Bisogna avere una pazienza infinita con operazioni del genere. Il progetto è un’idea della famiglia Lee, non di un filmaker, e la sceneggiatura è tratta dalla biografia scritta dal fratello (da qui il titolo Bruce Lee, My Brother): in quanto tale, nasce con limiti esagerati.
Per darvi un’idea della situazione parto dai titoli di coda, che a lato dei credits mostrano una serie di foto di famiglia affiancate dal loro corrispettivo ricreato con gli attori del film. Lo scopo della pellicola è tutto qui: raccontare i primi 18 anni di vita del Piccolo Drago – quelli precedenti alla sua fuga in America – unendo con lo sputo una serie di sketch basati su fumosi e corrotti ricordi vecchi oltre 50 anni. E la famiglia Lee a capo di tutto fa sì che ci si incaponisca testardamente su un numero incredibile di dettagli inutili ma si lasci via libera alla sceneggiatura di agiografare selvaggiamente tutto il resto. Nel film c’è un numero impressionante di momenti in cui persone si fanno foto. A volte un’intera sequenza ha l’unico scopo di giustificare una foto, come se i ricordi fossero in realtà svaniti da parecchio e affidati unicamente alla presenza di quell’unico cristallizzato istante. Ad esempio, questa è la scena in cui Bruce Lee si iscrive al corso di wing chun: “Salve vorrei iscrivermi al corso di wing chun del maestro Ip Man” “Il maestro Ip Man non insegna più, ma posso insegnarti io” “Ah ok, nessun problema. Posso fare lo stesso una foto con Ip Man?” “Ma certo, accomodati!” e voilà, ecco la famosa foto di Bruce Lee con Ip Man, stacco, cambio di scena.

(Voci tratte da un dataset di puntamento)
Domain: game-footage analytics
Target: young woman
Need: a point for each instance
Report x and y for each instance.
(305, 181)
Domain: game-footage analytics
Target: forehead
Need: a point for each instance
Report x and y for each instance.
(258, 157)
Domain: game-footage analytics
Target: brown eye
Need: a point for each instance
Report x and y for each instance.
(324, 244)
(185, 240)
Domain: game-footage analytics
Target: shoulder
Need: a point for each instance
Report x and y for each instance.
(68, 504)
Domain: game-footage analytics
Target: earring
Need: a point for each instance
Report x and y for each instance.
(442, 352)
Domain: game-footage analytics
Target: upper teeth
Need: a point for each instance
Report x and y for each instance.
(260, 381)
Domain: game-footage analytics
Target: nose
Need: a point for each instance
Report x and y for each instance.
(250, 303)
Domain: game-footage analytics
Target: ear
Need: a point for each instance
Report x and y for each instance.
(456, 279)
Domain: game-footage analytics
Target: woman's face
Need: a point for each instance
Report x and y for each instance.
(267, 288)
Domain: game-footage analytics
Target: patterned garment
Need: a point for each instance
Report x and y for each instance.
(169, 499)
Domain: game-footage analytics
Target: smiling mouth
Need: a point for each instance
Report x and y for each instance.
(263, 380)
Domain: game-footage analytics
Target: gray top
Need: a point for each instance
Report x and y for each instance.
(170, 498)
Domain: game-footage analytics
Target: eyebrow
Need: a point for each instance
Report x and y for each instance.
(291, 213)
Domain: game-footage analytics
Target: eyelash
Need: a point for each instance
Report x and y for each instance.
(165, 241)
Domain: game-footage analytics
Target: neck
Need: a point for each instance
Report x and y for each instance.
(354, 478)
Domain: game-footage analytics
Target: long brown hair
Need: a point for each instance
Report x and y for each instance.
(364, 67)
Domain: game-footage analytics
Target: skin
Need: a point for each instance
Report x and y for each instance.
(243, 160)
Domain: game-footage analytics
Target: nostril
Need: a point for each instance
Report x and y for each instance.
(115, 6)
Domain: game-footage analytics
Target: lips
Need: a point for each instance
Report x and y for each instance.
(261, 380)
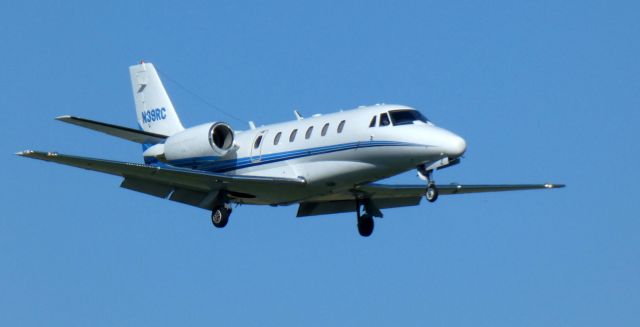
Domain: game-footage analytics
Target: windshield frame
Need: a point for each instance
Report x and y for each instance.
(417, 115)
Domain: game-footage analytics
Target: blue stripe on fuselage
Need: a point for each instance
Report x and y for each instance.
(210, 163)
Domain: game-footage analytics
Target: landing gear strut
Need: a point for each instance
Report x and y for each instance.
(365, 222)
(220, 216)
(432, 190)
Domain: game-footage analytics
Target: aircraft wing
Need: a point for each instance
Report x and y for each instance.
(380, 196)
(126, 133)
(193, 187)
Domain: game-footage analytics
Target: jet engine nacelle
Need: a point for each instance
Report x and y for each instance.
(208, 140)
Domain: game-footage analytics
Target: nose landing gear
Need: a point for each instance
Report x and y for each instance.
(365, 220)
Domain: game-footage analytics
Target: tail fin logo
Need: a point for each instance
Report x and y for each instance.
(152, 115)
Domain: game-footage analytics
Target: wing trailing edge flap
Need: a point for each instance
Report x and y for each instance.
(122, 132)
(204, 200)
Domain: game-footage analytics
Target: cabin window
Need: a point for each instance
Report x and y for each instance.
(256, 144)
(384, 120)
(324, 129)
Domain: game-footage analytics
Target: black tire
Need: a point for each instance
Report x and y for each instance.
(220, 216)
(432, 193)
(365, 225)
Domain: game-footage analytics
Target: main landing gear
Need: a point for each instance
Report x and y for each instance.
(432, 190)
(365, 222)
(220, 215)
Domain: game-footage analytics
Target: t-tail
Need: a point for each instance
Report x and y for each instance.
(154, 110)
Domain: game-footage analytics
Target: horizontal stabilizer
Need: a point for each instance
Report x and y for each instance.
(126, 133)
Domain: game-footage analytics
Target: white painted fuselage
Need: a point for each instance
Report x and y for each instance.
(330, 157)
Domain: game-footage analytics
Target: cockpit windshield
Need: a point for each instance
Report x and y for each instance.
(407, 117)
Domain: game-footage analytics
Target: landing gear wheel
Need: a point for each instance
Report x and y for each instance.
(432, 193)
(220, 216)
(365, 225)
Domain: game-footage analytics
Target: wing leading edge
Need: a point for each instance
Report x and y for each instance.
(193, 187)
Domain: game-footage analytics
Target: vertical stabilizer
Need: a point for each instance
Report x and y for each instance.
(154, 110)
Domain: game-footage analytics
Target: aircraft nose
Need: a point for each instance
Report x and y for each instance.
(456, 146)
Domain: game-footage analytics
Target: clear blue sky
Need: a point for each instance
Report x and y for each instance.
(541, 90)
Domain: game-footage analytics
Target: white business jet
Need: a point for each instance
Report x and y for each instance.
(325, 163)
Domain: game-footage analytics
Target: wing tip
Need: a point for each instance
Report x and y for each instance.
(36, 154)
(64, 117)
(549, 185)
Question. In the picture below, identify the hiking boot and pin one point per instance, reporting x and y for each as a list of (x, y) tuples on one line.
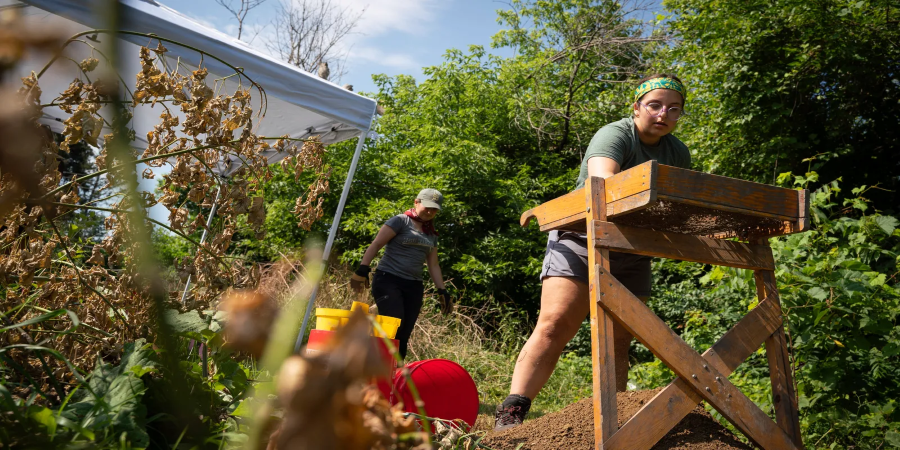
[(511, 416), (511, 412)]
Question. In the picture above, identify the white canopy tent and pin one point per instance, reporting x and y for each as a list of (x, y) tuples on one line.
[(298, 104)]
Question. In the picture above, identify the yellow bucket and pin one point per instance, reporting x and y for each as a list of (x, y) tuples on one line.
[(328, 319)]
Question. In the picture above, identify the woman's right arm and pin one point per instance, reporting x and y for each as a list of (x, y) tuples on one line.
[(603, 167), (385, 234)]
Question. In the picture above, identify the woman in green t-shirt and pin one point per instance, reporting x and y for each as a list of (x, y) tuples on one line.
[(621, 145)]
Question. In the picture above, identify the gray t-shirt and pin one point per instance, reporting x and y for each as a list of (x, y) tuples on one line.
[(406, 252), (619, 142)]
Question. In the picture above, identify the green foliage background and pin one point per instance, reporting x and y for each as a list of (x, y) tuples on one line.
[(804, 94)]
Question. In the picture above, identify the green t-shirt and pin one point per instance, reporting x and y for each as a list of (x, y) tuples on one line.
[(619, 142)]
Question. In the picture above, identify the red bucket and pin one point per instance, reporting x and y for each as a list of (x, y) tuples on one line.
[(318, 340), (445, 388)]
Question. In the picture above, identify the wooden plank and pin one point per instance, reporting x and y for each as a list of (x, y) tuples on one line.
[(727, 192), (629, 182), (571, 223), (704, 379), (718, 207), (622, 187), (643, 241), (655, 419), (602, 338), (784, 396), (631, 203), (804, 223)]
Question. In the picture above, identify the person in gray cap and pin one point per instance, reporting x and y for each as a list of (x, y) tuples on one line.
[(410, 240)]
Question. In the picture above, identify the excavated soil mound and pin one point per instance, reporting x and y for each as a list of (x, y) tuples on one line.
[(573, 428)]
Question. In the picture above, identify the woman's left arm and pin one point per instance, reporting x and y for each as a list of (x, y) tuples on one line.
[(434, 268)]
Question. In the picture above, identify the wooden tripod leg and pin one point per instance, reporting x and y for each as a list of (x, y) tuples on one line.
[(602, 344), (784, 396)]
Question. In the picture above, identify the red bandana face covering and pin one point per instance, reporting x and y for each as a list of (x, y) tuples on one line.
[(427, 225)]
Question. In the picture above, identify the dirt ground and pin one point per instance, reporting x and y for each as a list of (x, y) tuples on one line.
[(572, 428)]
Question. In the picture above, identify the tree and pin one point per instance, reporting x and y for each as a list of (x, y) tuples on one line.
[(240, 12), (774, 83), (310, 32), (569, 54)]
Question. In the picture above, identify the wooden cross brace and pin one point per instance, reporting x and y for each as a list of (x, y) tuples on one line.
[(700, 377)]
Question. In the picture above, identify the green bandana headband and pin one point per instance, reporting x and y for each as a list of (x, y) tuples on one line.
[(659, 83)]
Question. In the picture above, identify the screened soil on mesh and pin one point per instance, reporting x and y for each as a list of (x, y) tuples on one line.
[(573, 428)]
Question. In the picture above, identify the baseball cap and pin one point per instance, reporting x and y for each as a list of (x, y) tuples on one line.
[(431, 198)]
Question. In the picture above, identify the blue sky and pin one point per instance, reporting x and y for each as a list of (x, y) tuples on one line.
[(393, 36)]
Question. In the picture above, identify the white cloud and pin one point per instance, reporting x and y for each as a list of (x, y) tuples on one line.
[(382, 16), (373, 54)]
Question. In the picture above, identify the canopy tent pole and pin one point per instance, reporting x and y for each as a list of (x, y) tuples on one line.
[(333, 232), (212, 213), (187, 284)]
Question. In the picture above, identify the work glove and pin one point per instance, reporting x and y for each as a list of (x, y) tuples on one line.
[(359, 281), (445, 301)]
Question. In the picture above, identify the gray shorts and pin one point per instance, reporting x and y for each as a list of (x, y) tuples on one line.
[(567, 257)]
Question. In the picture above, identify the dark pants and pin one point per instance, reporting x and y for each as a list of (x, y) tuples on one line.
[(400, 298)]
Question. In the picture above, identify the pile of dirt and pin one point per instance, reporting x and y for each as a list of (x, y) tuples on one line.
[(573, 428)]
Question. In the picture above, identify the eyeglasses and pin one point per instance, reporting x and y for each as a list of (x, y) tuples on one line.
[(656, 109)]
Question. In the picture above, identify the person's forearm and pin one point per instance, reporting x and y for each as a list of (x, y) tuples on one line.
[(370, 253), (436, 276)]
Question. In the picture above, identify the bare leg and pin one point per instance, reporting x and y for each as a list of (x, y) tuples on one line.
[(622, 342), (564, 307)]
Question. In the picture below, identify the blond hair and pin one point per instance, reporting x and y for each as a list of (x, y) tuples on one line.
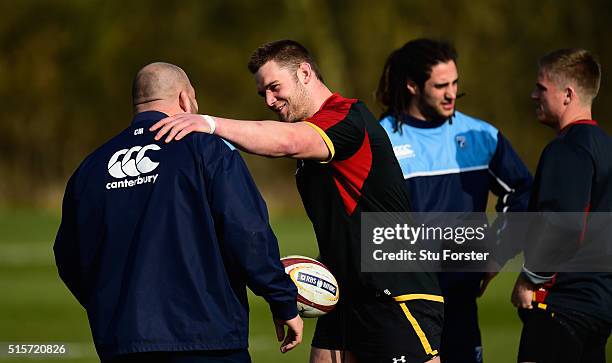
[(576, 66)]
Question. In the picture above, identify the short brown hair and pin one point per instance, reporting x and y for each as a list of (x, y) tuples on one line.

- Le consegne:
1. Trascriva fedelmente la parte della recensione compresa tra "Bisogna avere una" e "con limiti esagerati.", estremi inclusi.
2. Prosegua la recensione del film Bruce Lee, My Brother dal punto in cui il brano si interrompe.
I dati non hanno alcun ruolo in quanto segue.

- Risposte alle consegne:
1.
Bisogna avere una pazienza infinita con operazioni del genere. Il progetto è un’idea della famiglia Lee, non di un filmaker, e la sceneggiatura è tratta dalla biografia scritta dal fratello (da qui il titolo Bruce Lee, My Brother): in quanto tale, nasce con limiti esagerati.

2.
L’altra sindrome che il film non trattiene è quella da Wikipedia che porta al name-dropping più estremo, tra didascalie che compaiono anche a fianco di comparse e personaggi che appaiono giusto il tempo di un forzatissimo scambio di battute (“hey, e tu chi sei?” “sono James Wong, andavo a scuola con Bruce al LaSalle!”) e poi scompaiono per sempre. E il tutto è immerso in un sentimentalismo patinato degno degli spot della Barilla, ma questa era la parte più ovvia. Così come è ovvio che non confonderesti il pur volenteroso Aarif Lee con Bruce Lee neanche dopo otto pinte di Leffe, una micropunta e una sedia spaccata in testa. E lo so perché ho provato a riguardare il film dopo questa esatta sequenza. Non funziona. E ora ho una sedia in meno. E un’emicrania.
Passiamo quindi ai lati positivi!

Ci hai provato.
No aspetta, ce ne sono altri negativi.
Uno si sopporta questa impenetrabile melma di dettagli inutili messi in scena da Manfred Wong e Wai Man Yip con una verve di poco superiore a due che hanno una lista della spesa da spuntare e non tutte le buste di plastica che vorrebbero, e ingenuamente pensa di poter pretendere più (occhio, sto per dire una parolaccia) “fedeltà” (l’ho detta) del solito, o almeno un po’ di moderazione. E invece, direttamente dal più stronzo degli universi paralleli, ecco a voi l’americano Charlie Owen. Il suo compito di sceneggiatura è incarnare il solito ingiustificato senso di inferiorità dei cinesi verso gli occidentali. Lo incarna malissimo, che è ovviamente il problema maggiore. L’altro problema, di cui un ennesimo esempio recente è Ip Man 2, è che un cinese che sente di dover dimostrare di sapere le arti marziali meglio di un americano ha senso quanto un italiano che sente di dover dimostrare di fare la pizza meglio di un indonesiano.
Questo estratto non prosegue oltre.